YOUR OBJECTIVE
Each line below from the one containing "the white caravan" through the one containing "the white tent" is to be given again exactly, and no line outside that span.

** RECORDS FOR THIS TASK follows **

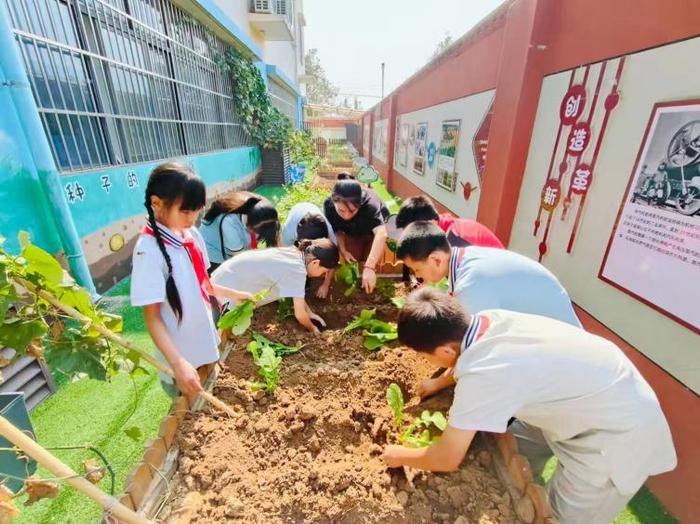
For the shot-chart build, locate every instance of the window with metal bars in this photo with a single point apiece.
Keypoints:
(124, 81)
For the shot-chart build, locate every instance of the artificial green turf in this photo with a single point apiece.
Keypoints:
(90, 411)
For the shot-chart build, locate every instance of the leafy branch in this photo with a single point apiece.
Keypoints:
(418, 433)
(377, 332)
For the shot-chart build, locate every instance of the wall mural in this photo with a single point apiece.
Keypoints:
(419, 148)
(654, 249)
(575, 158)
(449, 139)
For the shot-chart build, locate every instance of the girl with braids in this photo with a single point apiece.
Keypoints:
(237, 222)
(282, 272)
(169, 278)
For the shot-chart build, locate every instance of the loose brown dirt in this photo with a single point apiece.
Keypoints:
(312, 451)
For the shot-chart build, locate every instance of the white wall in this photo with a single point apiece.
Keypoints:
(471, 111)
(283, 55)
(379, 140)
(664, 74)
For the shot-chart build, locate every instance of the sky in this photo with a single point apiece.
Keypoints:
(354, 37)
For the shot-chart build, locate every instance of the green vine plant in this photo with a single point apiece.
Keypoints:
(30, 322)
(418, 433)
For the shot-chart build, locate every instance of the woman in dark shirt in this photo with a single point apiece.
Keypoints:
(357, 216)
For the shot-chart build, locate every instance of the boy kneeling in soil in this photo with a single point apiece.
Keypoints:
(482, 278)
(575, 395)
(282, 272)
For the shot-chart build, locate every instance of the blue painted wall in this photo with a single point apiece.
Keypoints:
(22, 203)
(100, 198)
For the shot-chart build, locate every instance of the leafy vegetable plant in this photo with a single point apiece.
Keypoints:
(268, 366)
(349, 274)
(417, 434)
(377, 332)
(279, 349)
(238, 319)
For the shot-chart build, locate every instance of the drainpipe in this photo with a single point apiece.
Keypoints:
(16, 80)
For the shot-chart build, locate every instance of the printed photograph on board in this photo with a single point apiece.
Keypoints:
(654, 249)
(447, 154)
(420, 148)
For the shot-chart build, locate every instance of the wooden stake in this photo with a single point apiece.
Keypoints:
(61, 470)
(74, 313)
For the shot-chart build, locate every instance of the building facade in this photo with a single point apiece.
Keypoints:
(96, 93)
(572, 129)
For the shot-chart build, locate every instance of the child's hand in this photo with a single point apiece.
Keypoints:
(348, 256)
(187, 378)
(314, 316)
(429, 387)
(393, 456)
(322, 291)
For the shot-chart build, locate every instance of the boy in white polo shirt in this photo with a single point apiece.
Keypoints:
(574, 394)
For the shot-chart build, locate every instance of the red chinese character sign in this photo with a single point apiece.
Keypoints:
(579, 137)
(582, 127)
(572, 105)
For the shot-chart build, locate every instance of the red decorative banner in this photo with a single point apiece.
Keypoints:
(581, 176)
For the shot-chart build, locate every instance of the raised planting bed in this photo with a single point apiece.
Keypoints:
(311, 451)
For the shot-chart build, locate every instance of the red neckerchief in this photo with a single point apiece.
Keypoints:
(456, 256)
(195, 255)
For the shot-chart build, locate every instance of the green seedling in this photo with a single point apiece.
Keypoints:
(349, 274)
(285, 309)
(279, 349)
(399, 302)
(417, 434)
(377, 332)
(268, 366)
(239, 318)
(413, 436)
(386, 288)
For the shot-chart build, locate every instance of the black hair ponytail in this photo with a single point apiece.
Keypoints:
(173, 183)
(322, 249)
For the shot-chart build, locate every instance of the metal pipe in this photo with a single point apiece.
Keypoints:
(18, 83)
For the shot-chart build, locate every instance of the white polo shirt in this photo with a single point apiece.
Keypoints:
(596, 411)
(491, 278)
(281, 270)
(195, 336)
(289, 229)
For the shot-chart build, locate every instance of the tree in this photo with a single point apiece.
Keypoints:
(319, 90)
(442, 45)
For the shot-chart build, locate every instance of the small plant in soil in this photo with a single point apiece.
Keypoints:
(418, 433)
(268, 366)
(238, 319)
(279, 349)
(377, 332)
(349, 274)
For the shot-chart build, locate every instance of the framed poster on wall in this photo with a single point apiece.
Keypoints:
(420, 148)
(654, 250)
(403, 145)
(447, 153)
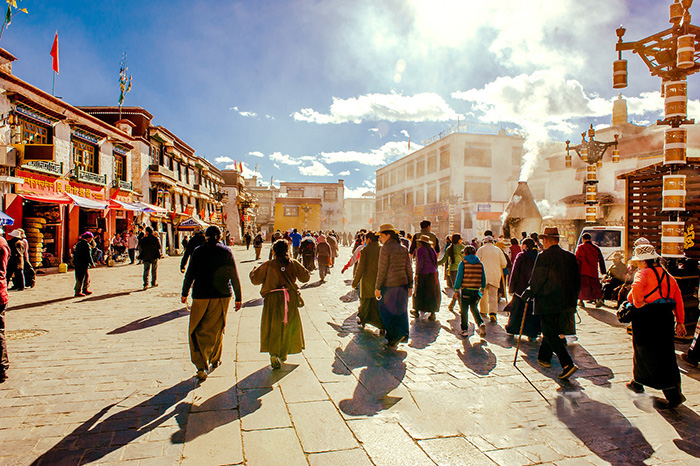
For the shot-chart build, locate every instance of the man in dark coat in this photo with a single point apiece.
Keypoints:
(213, 277)
(554, 285)
(150, 253)
(194, 242)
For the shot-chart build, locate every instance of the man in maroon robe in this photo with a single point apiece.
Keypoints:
(590, 261)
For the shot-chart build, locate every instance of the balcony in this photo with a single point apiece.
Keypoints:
(82, 175)
(121, 184)
(44, 166)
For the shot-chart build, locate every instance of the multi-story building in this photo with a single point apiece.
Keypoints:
(264, 215)
(63, 170)
(179, 184)
(461, 182)
(330, 194)
(359, 213)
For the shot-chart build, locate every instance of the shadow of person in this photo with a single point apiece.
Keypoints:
(477, 357)
(93, 439)
(685, 421)
(147, 322)
(423, 333)
(602, 428)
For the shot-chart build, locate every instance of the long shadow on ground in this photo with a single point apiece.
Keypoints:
(97, 437)
(146, 322)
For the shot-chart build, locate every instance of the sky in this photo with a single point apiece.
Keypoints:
(311, 90)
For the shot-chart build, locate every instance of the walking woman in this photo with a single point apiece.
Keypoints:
(280, 329)
(394, 285)
(653, 301)
(469, 281)
(365, 278)
(452, 258)
(427, 296)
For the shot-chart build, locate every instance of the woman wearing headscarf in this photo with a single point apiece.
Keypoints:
(427, 295)
(280, 328)
(394, 285)
(323, 256)
(654, 301)
(365, 278)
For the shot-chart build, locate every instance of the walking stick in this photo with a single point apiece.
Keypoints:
(520, 337)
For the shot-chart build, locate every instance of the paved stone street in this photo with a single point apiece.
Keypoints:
(107, 379)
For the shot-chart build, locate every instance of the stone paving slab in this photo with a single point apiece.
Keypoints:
(110, 382)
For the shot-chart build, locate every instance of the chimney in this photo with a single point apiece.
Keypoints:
(619, 111)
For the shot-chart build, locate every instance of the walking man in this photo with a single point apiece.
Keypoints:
(554, 285)
(150, 253)
(590, 260)
(213, 277)
(4, 298)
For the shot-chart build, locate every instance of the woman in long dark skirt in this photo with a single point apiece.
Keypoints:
(280, 328)
(654, 301)
(519, 281)
(394, 285)
(427, 296)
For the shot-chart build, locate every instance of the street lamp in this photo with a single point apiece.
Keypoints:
(591, 153)
(670, 55)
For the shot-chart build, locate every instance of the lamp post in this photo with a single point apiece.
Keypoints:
(670, 55)
(591, 153)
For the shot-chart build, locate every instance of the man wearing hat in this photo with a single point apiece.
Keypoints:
(555, 284)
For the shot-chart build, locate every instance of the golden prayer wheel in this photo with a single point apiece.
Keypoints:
(591, 171)
(675, 146)
(672, 239)
(591, 194)
(674, 193)
(685, 57)
(591, 214)
(676, 99)
(619, 74)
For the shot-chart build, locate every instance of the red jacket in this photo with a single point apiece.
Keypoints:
(589, 259)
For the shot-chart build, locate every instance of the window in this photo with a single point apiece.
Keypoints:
(420, 168)
(444, 157)
(432, 163)
(477, 156)
(84, 156)
(330, 194)
(119, 167)
(431, 194)
(291, 211)
(33, 133)
(477, 189)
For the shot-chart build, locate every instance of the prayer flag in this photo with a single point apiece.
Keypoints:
(54, 53)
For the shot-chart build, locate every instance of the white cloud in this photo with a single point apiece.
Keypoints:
(243, 113)
(392, 107)
(315, 169)
(387, 153)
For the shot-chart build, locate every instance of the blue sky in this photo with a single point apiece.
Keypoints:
(321, 90)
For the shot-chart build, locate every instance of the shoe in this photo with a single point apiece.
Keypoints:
(688, 360)
(275, 362)
(635, 387)
(568, 371)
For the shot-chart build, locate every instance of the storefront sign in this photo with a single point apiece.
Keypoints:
(35, 183)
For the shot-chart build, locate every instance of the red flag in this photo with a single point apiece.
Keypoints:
(54, 53)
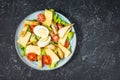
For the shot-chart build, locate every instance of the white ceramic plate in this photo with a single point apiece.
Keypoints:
(35, 64)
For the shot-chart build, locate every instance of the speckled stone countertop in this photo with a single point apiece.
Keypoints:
(97, 24)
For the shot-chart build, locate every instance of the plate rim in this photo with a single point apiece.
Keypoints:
(41, 69)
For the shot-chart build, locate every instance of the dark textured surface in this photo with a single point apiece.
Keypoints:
(97, 24)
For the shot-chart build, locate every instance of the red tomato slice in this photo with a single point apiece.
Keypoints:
(32, 56)
(41, 17)
(60, 26)
(47, 60)
(55, 38)
(66, 44)
(31, 28)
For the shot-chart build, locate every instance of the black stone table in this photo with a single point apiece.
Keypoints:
(97, 24)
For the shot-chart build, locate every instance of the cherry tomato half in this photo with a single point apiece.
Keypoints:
(32, 56)
(41, 17)
(47, 60)
(31, 28)
(55, 38)
(60, 26)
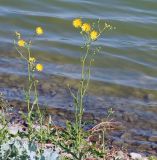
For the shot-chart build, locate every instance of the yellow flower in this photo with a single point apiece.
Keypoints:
(39, 31)
(39, 67)
(18, 35)
(32, 60)
(94, 35)
(86, 27)
(77, 23)
(21, 43)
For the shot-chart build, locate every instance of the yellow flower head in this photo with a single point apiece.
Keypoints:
(21, 43)
(39, 67)
(86, 27)
(39, 31)
(94, 35)
(32, 60)
(77, 23)
(18, 35)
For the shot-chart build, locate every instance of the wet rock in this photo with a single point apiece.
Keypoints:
(135, 156)
(130, 117)
(144, 147)
(118, 142)
(153, 138)
(126, 136)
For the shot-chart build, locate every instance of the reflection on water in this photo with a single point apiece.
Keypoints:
(124, 76)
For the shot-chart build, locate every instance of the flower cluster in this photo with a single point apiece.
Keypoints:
(23, 44)
(86, 27)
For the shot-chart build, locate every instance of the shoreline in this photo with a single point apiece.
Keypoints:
(114, 137)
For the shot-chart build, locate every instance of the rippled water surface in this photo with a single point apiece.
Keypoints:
(126, 68)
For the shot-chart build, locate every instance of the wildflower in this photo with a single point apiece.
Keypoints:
(39, 67)
(18, 35)
(94, 35)
(21, 43)
(77, 23)
(32, 60)
(39, 31)
(86, 27)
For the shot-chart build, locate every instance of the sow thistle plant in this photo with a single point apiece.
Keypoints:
(74, 138)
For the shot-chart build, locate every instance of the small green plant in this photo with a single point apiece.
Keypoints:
(4, 135)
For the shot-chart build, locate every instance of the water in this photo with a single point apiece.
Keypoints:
(126, 68)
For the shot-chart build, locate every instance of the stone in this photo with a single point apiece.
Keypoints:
(153, 138)
(120, 155)
(126, 136)
(135, 156)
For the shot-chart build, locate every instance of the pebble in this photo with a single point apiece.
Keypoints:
(153, 138)
(135, 156)
(120, 155)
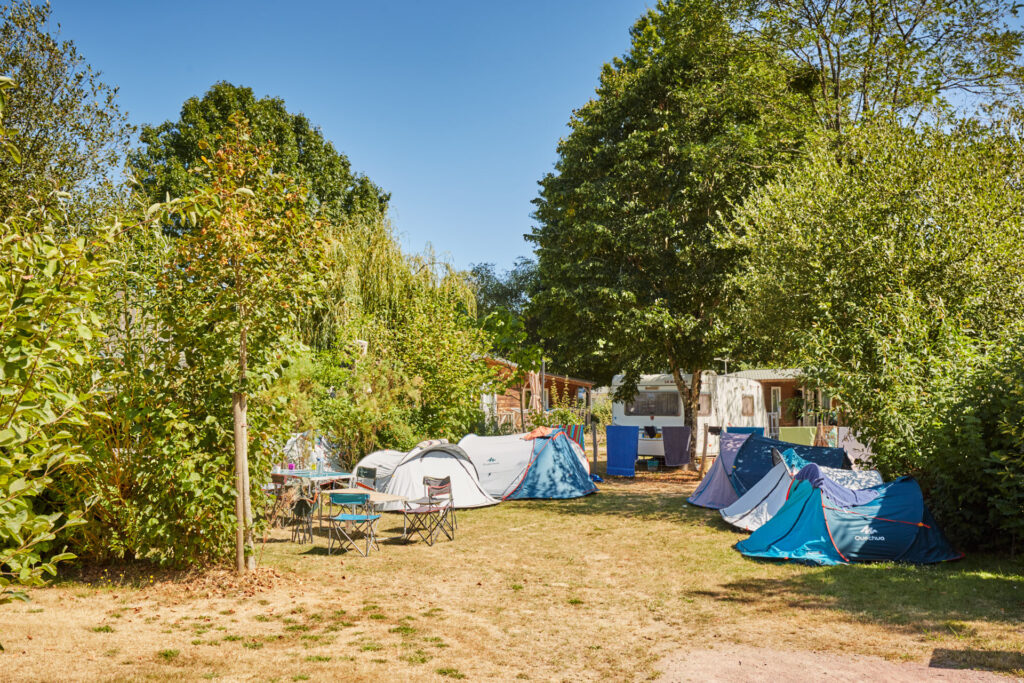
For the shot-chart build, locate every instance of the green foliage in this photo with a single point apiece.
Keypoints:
(975, 453)
(508, 291)
(902, 57)
(633, 274)
(159, 484)
(199, 318)
(47, 333)
(65, 119)
(364, 402)
(563, 409)
(171, 151)
(882, 266)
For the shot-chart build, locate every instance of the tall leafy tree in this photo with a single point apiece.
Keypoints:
(632, 275)
(883, 265)
(47, 331)
(509, 290)
(246, 262)
(906, 57)
(169, 152)
(65, 120)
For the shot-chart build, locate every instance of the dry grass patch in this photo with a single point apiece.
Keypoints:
(583, 590)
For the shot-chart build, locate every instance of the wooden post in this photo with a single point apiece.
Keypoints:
(704, 453)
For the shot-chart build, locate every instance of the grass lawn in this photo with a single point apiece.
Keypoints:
(598, 588)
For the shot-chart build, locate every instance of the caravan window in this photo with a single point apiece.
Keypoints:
(664, 403)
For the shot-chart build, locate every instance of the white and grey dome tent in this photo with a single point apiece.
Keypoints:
(401, 474)
(768, 496)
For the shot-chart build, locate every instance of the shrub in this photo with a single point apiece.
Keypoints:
(975, 454)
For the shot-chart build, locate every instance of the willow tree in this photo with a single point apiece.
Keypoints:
(246, 262)
(632, 275)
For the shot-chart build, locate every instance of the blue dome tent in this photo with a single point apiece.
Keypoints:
(743, 460)
(825, 523)
(554, 471)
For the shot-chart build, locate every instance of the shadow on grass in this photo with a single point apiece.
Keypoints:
(928, 600)
(1003, 660)
(667, 507)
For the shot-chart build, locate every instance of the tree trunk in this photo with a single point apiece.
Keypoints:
(690, 395)
(243, 506)
(522, 406)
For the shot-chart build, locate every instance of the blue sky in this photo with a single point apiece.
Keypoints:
(455, 108)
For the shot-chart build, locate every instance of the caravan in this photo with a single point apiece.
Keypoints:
(726, 400)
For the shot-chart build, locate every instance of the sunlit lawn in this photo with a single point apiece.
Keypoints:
(599, 588)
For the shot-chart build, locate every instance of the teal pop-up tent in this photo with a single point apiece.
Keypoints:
(554, 471)
(824, 523)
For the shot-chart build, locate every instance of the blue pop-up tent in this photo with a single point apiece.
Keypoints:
(754, 460)
(554, 471)
(744, 459)
(824, 523)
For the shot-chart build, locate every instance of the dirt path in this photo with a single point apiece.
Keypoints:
(742, 663)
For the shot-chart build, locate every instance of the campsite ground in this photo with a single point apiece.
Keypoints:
(629, 584)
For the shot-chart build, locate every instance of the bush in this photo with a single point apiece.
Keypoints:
(975, 454)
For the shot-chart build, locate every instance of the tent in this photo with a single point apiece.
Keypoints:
(401, 474)
(825, 523)
(766, 498)
(745, 459)
(521, 466)
(716, 491)
(754, 460)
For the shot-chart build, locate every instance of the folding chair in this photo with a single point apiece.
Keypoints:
(431, 514)
(360, 519)
(366, 477)
(436, 482)
(303, 510)
(275, 499)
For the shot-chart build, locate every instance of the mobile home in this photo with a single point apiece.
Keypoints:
(726, 400)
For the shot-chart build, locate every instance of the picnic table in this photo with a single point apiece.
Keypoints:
(377, 498)
(316, 479)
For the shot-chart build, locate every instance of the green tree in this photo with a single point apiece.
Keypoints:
(904, 57)
(47, 331)
(632, 274)
(164, 163)
(247, 261)
(883, 265)
(72, 135)
(509, 291)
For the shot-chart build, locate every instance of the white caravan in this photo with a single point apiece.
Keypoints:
(726, 400)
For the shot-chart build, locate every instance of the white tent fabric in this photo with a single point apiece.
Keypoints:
(384, 462)
(502, 461)
(401, 474)
(761, 502)
(499, 460)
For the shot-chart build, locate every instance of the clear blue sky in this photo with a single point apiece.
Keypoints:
(455, 108)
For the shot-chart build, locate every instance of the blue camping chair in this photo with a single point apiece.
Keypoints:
(360, 518)
(623, 445)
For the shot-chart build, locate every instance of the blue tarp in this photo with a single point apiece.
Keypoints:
(554, 471)
(812, 527)
(622, 445)
(754, 460)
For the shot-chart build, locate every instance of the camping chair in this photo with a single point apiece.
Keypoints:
(366, 477)
(303, 509)
(437, 481)
(359, 519)
(276, 500)
(432, 513)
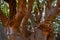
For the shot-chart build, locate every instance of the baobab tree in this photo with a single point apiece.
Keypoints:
(18, 18)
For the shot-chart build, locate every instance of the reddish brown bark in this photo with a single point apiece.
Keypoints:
(3, 18)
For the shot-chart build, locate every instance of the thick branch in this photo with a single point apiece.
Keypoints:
(3, 18)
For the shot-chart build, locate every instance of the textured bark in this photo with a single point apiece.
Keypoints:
(12, 7)
(19, 15)
(26, 17)
(36, 16)
(3, 18)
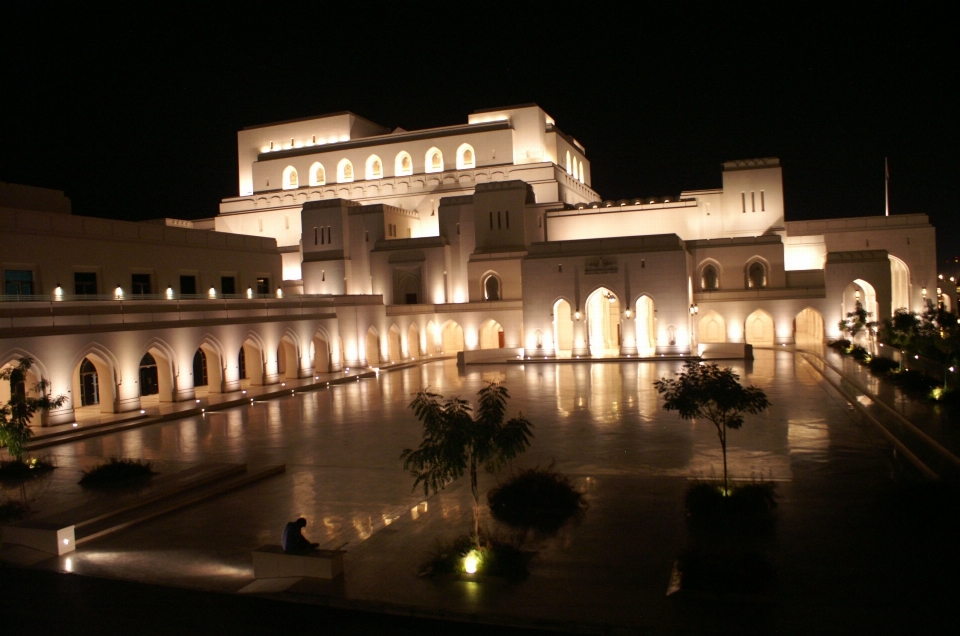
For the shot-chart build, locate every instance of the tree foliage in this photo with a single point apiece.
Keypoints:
(15, 415)
(457, 440)
(714, 393)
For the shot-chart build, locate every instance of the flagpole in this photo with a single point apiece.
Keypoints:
(886, 182)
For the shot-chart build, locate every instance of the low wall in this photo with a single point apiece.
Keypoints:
(725, 351)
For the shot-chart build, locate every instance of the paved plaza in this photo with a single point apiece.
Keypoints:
(845, 557)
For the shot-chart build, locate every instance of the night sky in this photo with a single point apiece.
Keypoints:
(136, 117)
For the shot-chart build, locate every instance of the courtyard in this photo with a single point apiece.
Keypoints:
(844, 554)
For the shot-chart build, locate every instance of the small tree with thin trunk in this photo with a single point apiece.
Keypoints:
(455, 441)
(15, 415)
(715, 394)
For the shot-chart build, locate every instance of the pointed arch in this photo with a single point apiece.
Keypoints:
(374, 167)
(563, 327)
(491, 335)
(403, 164)
(712, 328)
(291, 180)
(466, 157)
(433, 160)
(318, 175)
(646, 324)
(758, 329)
(345, 171)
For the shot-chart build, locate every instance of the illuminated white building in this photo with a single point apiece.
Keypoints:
(485, 238)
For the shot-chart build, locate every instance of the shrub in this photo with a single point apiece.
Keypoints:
(20, 470)
(118, 473)
(879, 366)
(859, 353)
(842, 344)
(495, 557)
(737, 572)
(537, 499)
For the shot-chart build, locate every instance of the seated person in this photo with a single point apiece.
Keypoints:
(292, 539)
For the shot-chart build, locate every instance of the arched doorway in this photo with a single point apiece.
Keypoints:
(149, 382)
(563, 328)
(899, 285)
(321, 354)
(413, 342)
(646, 326)
(712, 328)
(393, 344)
(603, 323)
(451, 338)
(808, 332)
(250, 361)
(288, 359)
(758, 329)
(372, 347)
(491, 335)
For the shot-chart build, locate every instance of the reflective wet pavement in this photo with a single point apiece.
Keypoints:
(601, 423)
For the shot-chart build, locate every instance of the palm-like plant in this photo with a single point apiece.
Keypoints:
(457, 440)
(15, 415)
(715, 394)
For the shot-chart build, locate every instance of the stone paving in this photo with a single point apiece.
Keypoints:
(839, 560)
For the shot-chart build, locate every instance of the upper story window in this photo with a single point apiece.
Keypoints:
(404, 164)
(434, 160)
(710, 279)
(757, 276)
(374, 167)
(318, 176)
(344, 171)
(290, 180)
(465, 157)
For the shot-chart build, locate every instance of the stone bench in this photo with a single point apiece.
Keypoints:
(46, 537)
(271, 562)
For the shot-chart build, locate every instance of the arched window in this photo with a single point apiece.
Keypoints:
(318, 176)
(757, 276)
(290, 181)
(374, 167)
(344, 171)
(465, 157)
(491, 288)
(434, 160)
(200, 368)
(404, 164)
(709, 279)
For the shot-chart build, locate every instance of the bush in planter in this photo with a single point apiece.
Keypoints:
(118, 473)
(537, 500)
(495, 557)
(879, 366)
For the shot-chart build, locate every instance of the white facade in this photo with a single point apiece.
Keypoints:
(350, 245)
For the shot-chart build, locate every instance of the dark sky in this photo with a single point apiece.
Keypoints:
(136, 117)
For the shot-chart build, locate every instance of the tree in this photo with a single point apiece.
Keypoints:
(454, 441)
(713, 393)
(15, 415)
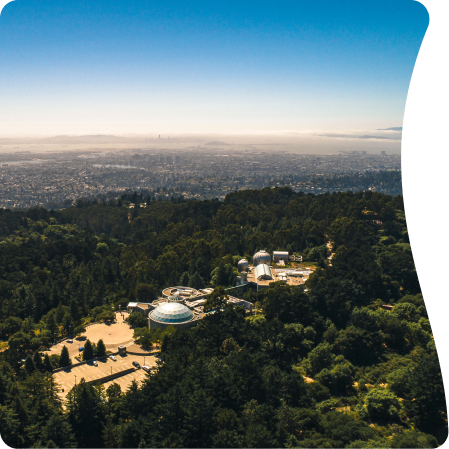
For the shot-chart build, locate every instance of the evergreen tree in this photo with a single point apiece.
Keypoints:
(196, 281)
(38, 360)
(88, 351)
(47, 364)
(29, 366)
(64, 359)
(184, 279)
(100, 349)
(86, 415)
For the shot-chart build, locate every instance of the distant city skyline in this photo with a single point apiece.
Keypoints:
(197, 67)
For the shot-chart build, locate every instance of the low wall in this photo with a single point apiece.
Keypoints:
(82, 363)
(105, 379)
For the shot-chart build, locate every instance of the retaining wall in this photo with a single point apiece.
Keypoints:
(111, 376)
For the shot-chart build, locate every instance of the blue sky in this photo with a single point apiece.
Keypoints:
(193, 66)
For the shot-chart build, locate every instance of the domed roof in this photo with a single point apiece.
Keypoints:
(261, 257)
(242, 264)
(171, 312)
(176, 298)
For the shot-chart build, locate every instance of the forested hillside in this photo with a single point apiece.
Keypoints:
(326, 368)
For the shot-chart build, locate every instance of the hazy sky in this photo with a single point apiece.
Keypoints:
(206, 66)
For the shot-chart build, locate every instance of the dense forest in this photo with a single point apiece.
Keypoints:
(322, 368)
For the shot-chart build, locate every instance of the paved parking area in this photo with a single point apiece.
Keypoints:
(113, 335)
(88, 371)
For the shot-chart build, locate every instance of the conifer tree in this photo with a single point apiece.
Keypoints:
(38, 360)
(47, 364)
(88, 351)
(100, 349)
(64, 359)
(29, 364)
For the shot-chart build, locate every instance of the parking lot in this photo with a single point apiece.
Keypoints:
(113, 335)
(106, 367)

** End of RECORDS FOR THIS TASK **

TASK RESULT
For the shot-chart build, locate every instance of the white caravan in this photo with a single point apiece.
Keypoints:
(726, 400)
For the shot-chart build, locate every instance of the white tent fabric in this photo with a single point apiece.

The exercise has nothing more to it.